RECORDS SHOWN:
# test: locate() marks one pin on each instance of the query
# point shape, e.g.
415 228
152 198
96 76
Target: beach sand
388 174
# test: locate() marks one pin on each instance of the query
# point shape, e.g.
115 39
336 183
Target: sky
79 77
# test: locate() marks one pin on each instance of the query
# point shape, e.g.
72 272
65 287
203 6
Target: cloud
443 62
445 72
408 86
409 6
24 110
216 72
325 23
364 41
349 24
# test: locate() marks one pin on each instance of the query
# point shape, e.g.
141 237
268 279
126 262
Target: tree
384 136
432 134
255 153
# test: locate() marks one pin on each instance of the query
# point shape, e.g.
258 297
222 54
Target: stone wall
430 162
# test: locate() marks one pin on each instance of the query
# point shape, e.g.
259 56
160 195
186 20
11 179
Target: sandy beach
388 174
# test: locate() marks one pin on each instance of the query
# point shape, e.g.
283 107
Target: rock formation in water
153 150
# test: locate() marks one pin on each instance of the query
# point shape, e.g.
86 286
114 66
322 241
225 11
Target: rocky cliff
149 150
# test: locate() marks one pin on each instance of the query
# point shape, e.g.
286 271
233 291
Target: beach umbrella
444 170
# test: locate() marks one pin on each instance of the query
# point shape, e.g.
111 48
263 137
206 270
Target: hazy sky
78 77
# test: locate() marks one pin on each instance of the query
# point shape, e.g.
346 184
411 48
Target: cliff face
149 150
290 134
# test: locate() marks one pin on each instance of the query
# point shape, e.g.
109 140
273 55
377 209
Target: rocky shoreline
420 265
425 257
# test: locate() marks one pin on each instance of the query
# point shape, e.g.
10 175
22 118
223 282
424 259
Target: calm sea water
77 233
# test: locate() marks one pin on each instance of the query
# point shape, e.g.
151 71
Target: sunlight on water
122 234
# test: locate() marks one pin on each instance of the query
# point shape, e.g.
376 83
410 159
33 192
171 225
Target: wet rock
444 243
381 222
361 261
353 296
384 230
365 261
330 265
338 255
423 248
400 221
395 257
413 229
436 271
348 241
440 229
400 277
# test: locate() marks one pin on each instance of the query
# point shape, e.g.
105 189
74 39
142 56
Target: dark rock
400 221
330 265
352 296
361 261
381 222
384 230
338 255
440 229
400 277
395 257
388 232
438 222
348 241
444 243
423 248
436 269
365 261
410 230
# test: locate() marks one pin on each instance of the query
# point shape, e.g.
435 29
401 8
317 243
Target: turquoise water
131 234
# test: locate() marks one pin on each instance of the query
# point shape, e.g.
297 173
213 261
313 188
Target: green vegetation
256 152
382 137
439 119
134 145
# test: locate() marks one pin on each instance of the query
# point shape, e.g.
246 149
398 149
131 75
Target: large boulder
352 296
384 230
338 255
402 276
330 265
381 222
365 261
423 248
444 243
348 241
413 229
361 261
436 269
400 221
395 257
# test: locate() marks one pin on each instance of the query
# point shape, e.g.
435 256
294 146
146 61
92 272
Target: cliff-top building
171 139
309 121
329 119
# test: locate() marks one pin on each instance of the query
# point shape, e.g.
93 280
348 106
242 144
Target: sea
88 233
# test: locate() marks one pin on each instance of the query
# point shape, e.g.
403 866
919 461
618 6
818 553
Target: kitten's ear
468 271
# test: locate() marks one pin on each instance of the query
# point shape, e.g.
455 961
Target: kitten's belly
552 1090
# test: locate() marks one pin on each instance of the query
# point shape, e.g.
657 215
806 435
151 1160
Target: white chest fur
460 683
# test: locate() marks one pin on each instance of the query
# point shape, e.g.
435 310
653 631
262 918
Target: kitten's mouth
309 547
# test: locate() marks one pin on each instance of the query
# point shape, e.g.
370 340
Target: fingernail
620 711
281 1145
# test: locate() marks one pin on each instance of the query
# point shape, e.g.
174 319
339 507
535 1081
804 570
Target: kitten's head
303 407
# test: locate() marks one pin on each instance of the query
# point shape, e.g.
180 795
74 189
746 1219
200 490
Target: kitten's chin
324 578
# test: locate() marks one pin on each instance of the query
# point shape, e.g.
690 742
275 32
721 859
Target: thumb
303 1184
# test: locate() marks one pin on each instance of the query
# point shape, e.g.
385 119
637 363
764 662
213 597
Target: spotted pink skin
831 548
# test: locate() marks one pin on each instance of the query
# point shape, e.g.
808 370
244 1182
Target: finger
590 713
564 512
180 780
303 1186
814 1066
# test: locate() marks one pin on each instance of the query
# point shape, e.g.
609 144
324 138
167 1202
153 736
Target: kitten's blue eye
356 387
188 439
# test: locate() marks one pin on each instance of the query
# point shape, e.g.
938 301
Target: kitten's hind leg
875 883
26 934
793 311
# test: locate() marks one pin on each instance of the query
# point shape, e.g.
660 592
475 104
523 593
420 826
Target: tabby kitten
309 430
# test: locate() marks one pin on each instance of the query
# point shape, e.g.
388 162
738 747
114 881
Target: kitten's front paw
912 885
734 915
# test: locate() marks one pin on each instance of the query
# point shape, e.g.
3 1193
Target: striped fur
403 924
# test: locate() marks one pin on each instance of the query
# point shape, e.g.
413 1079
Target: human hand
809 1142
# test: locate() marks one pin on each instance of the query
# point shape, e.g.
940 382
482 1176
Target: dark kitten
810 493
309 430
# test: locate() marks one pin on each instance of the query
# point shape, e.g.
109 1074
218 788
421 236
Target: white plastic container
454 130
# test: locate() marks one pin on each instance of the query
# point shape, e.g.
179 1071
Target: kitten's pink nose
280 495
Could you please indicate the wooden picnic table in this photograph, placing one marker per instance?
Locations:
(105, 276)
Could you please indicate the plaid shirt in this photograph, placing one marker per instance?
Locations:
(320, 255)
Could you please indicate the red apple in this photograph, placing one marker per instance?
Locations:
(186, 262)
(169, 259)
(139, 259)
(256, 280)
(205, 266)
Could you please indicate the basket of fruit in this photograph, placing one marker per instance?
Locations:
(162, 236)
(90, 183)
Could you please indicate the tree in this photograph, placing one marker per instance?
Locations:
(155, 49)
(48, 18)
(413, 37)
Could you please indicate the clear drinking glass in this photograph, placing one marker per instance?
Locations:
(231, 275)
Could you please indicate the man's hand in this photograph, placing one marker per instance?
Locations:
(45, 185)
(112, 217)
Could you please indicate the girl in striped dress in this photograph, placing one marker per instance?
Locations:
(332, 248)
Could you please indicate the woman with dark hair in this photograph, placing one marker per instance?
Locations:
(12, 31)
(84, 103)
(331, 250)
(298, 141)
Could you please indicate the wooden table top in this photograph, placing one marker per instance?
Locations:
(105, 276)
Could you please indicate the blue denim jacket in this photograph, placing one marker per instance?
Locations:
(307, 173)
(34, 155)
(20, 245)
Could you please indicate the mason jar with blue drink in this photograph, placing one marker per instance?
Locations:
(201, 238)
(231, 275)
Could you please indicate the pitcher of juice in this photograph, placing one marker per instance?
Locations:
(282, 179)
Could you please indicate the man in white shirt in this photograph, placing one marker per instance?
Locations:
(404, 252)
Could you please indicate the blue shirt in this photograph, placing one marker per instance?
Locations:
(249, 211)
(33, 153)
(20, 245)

ACTIVITY:
Extract all lines from the data in which "shirt" is found.

FINAL ANSWER:
Could you please indicate the plaid shirt in this photograph, placing one marker per instance?
Could you please indicate the man in white shirt in this photograph, placing one marker per instance?
Could you please indicate the blue shirt in this photograph, placing one marker per instance?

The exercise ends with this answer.